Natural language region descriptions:
***
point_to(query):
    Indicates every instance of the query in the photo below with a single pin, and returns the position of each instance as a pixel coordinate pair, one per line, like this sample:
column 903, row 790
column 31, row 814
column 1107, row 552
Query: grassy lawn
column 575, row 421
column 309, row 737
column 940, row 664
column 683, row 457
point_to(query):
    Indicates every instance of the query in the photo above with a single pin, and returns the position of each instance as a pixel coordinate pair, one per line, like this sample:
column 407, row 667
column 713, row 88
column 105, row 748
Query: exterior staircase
***
What is being asked: Retype each entry without altering a single word.

Problem solution:
point_to(query):
    Indicates every instance of the query in the photo below with a single pin, and returns the position of each instance as a pixel coordinate pair, one per line, like this sample:
column 903, row 790
column 31, row 814
column 1107, row 552
Query: grassy lawn
column 575, row 421
column 309, row 737
column 940, row 664
column 683, row 457
point_to(query):
    Indicates every instance of the query in the photo above with a single pin, and returns the position of each instance as a pixel coordinate pair, one per line, like this sample:
column 407, row 667
column 713, row 88
column 105, row 748
Query: exterior staircase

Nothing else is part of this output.